╔══
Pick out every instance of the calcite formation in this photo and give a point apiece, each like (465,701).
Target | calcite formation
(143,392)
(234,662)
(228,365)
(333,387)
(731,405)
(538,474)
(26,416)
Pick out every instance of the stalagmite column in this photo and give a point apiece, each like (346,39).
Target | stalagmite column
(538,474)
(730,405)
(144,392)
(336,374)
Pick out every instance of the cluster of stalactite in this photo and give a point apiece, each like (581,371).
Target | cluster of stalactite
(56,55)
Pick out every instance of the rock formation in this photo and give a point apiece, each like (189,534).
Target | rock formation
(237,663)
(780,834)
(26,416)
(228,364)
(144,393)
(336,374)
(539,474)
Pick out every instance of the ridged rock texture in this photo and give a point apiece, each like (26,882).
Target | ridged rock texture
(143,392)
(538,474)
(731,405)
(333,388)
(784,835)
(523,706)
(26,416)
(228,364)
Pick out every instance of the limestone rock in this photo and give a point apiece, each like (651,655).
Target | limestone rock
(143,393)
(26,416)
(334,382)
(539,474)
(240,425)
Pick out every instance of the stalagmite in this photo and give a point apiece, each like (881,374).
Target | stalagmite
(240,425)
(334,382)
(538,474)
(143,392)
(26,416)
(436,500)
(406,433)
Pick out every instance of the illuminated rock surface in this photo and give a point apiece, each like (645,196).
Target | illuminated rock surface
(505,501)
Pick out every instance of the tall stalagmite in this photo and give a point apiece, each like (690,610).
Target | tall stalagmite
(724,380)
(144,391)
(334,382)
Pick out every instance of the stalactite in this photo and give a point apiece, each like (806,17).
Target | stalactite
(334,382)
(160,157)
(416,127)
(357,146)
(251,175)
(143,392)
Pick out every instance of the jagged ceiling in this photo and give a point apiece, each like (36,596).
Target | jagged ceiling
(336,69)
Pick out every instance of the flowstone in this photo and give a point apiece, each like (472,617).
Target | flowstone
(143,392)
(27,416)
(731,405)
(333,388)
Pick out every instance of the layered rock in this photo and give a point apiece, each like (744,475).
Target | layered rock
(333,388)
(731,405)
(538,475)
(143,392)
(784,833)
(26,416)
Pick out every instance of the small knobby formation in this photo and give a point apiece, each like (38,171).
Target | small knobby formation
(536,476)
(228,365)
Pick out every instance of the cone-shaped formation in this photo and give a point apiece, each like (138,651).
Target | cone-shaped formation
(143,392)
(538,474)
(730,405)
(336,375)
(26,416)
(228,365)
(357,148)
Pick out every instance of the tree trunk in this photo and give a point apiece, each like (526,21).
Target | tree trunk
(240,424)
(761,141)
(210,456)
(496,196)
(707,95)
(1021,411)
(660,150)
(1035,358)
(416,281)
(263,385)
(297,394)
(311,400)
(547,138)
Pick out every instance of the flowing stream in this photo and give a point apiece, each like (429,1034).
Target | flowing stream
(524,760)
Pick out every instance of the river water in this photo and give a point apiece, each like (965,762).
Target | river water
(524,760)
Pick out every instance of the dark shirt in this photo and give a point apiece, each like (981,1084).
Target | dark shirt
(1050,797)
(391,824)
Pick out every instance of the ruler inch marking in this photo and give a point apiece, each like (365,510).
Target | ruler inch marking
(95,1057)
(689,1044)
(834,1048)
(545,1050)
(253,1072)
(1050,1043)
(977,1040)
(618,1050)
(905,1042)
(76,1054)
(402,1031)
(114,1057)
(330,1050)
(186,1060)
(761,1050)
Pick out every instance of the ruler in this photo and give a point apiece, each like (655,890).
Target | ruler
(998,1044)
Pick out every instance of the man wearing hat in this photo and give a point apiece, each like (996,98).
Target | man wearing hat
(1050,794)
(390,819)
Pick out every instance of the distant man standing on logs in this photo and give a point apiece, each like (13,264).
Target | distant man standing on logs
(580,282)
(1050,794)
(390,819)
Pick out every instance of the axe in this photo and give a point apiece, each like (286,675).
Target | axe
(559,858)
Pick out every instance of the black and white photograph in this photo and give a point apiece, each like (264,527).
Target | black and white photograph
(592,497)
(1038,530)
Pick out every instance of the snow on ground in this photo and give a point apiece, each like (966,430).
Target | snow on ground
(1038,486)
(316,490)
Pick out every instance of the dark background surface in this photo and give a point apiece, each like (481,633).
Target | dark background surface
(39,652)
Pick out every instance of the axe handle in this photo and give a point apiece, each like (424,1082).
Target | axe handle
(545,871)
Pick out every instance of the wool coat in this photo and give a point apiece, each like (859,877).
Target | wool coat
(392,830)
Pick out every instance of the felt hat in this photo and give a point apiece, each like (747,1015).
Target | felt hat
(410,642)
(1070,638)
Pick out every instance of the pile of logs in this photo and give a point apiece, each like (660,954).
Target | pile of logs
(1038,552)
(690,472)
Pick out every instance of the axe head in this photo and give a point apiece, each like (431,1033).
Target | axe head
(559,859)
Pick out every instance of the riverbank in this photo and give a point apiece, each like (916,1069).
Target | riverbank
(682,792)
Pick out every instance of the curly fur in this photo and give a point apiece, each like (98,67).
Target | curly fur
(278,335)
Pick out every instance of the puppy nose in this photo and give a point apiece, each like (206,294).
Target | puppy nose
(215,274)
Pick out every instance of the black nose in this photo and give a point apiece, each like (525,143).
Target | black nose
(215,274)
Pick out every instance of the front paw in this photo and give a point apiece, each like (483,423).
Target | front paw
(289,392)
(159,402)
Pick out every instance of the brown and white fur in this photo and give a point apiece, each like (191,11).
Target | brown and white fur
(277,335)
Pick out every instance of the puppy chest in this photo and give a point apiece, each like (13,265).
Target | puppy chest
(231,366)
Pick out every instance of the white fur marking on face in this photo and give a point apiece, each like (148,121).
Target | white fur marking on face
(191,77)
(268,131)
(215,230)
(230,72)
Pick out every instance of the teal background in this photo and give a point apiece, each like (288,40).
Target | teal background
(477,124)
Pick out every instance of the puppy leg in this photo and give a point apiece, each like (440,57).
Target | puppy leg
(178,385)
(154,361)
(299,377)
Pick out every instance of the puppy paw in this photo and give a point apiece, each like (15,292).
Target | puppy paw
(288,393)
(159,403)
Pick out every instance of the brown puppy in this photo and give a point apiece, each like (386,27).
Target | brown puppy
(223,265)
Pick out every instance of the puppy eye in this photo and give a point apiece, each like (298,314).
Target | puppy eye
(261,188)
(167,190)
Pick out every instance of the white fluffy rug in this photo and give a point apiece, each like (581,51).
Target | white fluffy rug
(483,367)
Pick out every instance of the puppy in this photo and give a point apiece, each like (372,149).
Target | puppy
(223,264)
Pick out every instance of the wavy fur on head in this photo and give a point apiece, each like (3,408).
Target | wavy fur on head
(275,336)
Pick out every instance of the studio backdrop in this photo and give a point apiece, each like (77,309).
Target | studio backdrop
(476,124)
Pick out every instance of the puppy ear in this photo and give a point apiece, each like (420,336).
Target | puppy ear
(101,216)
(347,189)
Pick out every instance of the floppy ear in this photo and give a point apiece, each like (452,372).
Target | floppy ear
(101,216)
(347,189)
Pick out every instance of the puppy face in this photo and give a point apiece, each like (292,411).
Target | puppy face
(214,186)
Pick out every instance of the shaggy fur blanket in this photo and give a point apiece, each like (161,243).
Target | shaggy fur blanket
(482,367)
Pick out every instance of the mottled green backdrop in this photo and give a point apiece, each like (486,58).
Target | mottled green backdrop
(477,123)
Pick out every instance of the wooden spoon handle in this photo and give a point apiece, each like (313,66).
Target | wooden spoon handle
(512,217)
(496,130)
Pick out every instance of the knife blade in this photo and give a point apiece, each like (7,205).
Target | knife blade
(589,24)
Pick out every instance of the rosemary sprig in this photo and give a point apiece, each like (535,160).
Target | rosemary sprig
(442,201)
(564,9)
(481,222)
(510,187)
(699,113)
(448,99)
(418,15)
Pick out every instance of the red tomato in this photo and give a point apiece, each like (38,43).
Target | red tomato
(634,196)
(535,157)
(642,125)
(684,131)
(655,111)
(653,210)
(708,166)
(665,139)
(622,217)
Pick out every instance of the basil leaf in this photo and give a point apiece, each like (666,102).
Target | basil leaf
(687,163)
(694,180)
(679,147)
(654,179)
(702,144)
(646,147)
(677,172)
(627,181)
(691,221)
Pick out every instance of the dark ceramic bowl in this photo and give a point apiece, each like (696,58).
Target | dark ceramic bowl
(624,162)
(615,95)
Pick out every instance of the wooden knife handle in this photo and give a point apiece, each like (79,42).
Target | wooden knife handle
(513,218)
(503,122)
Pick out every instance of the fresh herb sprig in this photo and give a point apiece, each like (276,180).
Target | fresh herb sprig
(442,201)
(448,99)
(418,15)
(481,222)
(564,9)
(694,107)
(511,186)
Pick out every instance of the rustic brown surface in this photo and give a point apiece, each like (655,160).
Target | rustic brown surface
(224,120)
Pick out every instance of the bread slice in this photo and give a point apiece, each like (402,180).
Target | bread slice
╚══
## Problem details
Extract, exactly, the lines above that begin at the line containing "Pick out every instance of the knife" and end at the final line of the records; add no other text.

## Exercise output
Pick out every instance of the knife blade in this photo and give a point apiece, each like (7,205).
Target | knife blade
(589,24)
Pick out every instance of the rosemary sprig in this photo and give a point apiece, each like (535,160).
Target | rosemary sprig
(442,201)
(564,9)
(481,222)
(510,187)
(699,113)
(448,99)
(418,15)
Pick out every instance of the red tomato in this photo and give a point apiece, each like (38,43).
Target | red tomato
(634,196)
(535,157)
(642,125)
(684,131)
(655,111)
(653,210)
(708,166)
(665,139)
(622,217)
Pick out every instance of the basil leaf in this photo and give a point apiece, each like (666,102).
Target | basil leaf
(687,163)
(694,180)
(679,147)
(654,179)
(702,144)
(646,147)
(677,172)
(627,181)
(691,221)
Pick out every instance of the dark ceramic bowl in this photo and give a point apiece, each like (696,58).
Target | dark ceramic bowl
(624,162)
(615,95)
Pick out every instance of the wooden knife handle in this photo and give a point apiece, each like (79,42).
Target | wooden knife handle
(513,218)
(503,122)
Pick out every instance of the fresh herb sprig in this photo and give a point apiece, each like (276,180).
Target | fresh herb sprig
(442,201)
(448,99)
(418,15)
(481,222)
(564,9)
(694,107)
(511,186)
Pick out every instance of the rustic brown surface in this photo and give a point apiece, each like (655,160).
Target | rustic brown surface
(224,120)
Pick out every instance of the bread slice in this photo and give a point apiece, each like (402,180).
Target | bread slice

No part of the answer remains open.